*** Records for the task ***

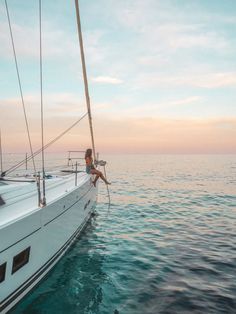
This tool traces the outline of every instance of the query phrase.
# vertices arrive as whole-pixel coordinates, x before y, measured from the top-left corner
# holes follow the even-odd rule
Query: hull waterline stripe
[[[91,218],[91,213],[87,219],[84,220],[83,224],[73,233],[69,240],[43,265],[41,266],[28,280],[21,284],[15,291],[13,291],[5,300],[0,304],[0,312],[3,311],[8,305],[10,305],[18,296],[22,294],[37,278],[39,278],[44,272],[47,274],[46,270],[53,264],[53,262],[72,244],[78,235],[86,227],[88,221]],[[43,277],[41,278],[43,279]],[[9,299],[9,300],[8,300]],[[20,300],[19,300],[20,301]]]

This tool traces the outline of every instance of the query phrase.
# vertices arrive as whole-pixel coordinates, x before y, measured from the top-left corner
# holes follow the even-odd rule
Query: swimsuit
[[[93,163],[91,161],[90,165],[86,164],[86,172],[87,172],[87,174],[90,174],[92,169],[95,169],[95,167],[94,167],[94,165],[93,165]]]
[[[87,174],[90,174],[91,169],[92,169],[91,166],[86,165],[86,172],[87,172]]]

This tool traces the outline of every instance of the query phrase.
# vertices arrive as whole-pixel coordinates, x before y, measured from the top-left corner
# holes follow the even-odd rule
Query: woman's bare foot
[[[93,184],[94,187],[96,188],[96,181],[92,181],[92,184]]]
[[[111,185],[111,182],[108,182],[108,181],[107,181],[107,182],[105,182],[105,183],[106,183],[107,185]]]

*** End of Records for the task ***

## Exercise brief
Once the pictures are set aside, output the whole listing exactly.

## Answer below
This tool traces the outline of every instance of the query phrase.
# vertices arrive as whole-pixel coordinates, x before y, measured from the top-left corner
# holes follow the even-odd rule
Query: hull waterline stripe
[[[91,218],[91,213],[87,219],[84,220],[83,224],[73,233],[69,240],[43,265],[41,266],[28,280],[21,284],[15,291],[13,291],[5,300],[0,304],[0,312],[3,311],[8,305],[10,305],[18,296],[22,294],[37,278],[39,278],[44,272],[47,274],[46,270],[53,264],[53,262],[72,244],[78,235],[86,227],[88,221]],[[43,277],[41,278],[43,279]],[[9,299],[9,300],[8,300]],[[20,300],[19,300],[20,301]]]

This tool traces the outline of every instance of the query phrase.
# vertices arrive as whole-pixel coordinates, x before y, measured from the top-left corner
# holes follow the even-odd rule
Query: swimsuit
[[[93,163],[91,161],[90,165],[86,164],[86,172],[87,172],[87,174],[90,174],[92,169],[95,169],[95,167],[94,167],[94,165],[93,165]]]
[[[87,174],[90,174],[91,169],[92,169],[91,166],[86,165],[86,172],[87,172]]]

This tool traces the outline of every instance of the query phrase.
# vertices arrive as whole-pixel coordinates, x before y, measured from the top-left corner
# holes follow the even-odd rule
Query: woman's bare foot
[[[93,184],[94,187],[96,188],[96,181],[92,181],[92,184]]]
[[[111,185],[111,182],[108,182],[108,181],[107,181],[107,182],[105,182],[105,183],[106,183],[107,185]]]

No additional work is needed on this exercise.